> Complete the following:
1. According to the profile of Patrocinio González Garrido, in the aftermath of what event did he resign as interior secretary?
2. In the profile of Patrocinio González Garrido, return the text between "Member of the" and "1994 Zapatista uprising.", inclusive, word for word.
3. Extend the profile of Patrocinio González Garrido by writing on from its final sentence.

> Excerpt to read:
Secretary of the Interior
- In office 4 January 1993 – 10 January 1994

Governor of Chiapas
- In office 8 December 1988 – 4 January 1993

Senator for Chiapas
- In office 1982–1988

Member of the Chamber of Deputies
- In office 1967–1970
- Constituency: 6th district of Chiapas

Personal details
- Born: 8 May 1934 Catazajá, Chiapas, Mexico
- Died: 30 November 2021 (aged 87) Cancún, Quintana Roo, Mexico
- Party: PRI

= Patrocinio González Garrido =

Mexican politician (1934–2021)

José Patrocinio González Blanco Garrido (18 May 1934 – 30 November 2021) was a Mexican politician affiliated with the Institutional Revolutionary Party (PRI). He served in both houses of Congress, as governor of Chiapas and as secretary of the interior. He resigned as interior secretary in the aftermath of the 1994 Zapatista uprising.

> Data extracts:
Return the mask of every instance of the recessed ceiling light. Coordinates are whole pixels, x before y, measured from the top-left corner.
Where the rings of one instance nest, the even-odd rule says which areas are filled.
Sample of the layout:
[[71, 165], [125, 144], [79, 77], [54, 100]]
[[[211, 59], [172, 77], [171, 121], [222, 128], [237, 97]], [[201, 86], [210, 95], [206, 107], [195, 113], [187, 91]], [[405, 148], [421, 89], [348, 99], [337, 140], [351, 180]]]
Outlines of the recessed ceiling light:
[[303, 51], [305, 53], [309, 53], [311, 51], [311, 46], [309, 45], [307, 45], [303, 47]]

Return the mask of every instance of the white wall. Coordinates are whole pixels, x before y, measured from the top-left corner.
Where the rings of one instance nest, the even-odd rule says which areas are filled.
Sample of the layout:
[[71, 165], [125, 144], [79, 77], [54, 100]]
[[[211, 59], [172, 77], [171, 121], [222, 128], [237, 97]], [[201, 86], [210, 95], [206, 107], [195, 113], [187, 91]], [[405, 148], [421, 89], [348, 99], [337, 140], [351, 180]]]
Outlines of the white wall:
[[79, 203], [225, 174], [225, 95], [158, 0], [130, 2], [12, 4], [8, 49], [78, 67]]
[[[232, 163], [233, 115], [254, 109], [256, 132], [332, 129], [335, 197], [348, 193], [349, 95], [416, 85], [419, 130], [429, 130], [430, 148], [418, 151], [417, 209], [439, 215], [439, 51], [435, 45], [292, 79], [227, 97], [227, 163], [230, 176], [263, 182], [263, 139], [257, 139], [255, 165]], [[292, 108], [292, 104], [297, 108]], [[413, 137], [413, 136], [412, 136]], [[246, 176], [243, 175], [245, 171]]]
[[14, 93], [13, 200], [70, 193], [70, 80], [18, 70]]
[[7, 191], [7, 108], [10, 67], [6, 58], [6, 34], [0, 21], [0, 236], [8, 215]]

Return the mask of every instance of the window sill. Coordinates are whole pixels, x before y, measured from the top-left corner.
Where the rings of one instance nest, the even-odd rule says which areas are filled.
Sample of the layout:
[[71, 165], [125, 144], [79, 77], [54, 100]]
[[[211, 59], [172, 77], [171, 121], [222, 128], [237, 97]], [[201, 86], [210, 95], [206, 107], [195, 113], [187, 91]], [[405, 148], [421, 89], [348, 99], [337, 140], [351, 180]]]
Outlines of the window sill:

> Answers to the exercises:
1. The 1994 Zapatista uprising.

2.
Member of the Chamber of Deputies
- In office 1967–1970
- Constituency: 6th district of Chiapas

Personal details
- Born: 8 May 1934 Catazajá, Chiapas, Mexico
- Died: 30 November 2021 (aged 87) Cancún, Quintana Roo, Mexico
- Party: PRI

= Patrocinio González Garrido =

Mexican politician (1934–2021)

José Patrocinio González Blanco Garrido (18 May 1934 – 30 November 2021) was a Mexican politician affiliated with the Institutional Revolutionary Party (PRI). He served in both houses of Congress, as governor of Chiapas and as secretary of the interior. He resigned as interior secretary in the aftermath of the 1994 Zapatista uprising.

3.
==Career==
Patrocinio González Garrido was born in Catazajá, Chiapas, in 1934. In 1952, as a student in Mexico City, he decided to support Adolfo Ruiz Cortines's presidential bid and subsequently joined the PRI. He graduated with a law degree from the National Autonomous University of Mexico (UNAM) in 1956 and went on to complete a master's at Trinity Hall, Cambridge.

During the early 1960s, he held positions in the Secretariat of Communications and Public Works (SCOP), the Secretariat of Finance and Public Credit (SHCP), the Institute for Social Security and Services for State Workers (ISSSTE) and the National Lottery.

In the 1967 mid-term election, he was elected to a three-year term in the Chamber of Deputies for the 6th district of Chiapas and, in 1982 he was elected to the Senate for his home state.
In 1988 he ran for governor of Chiapas. He won the election, held concurrently with the general election on 6 July, with 89% of the vote on a 50% turnout and was sworn in on 8 December.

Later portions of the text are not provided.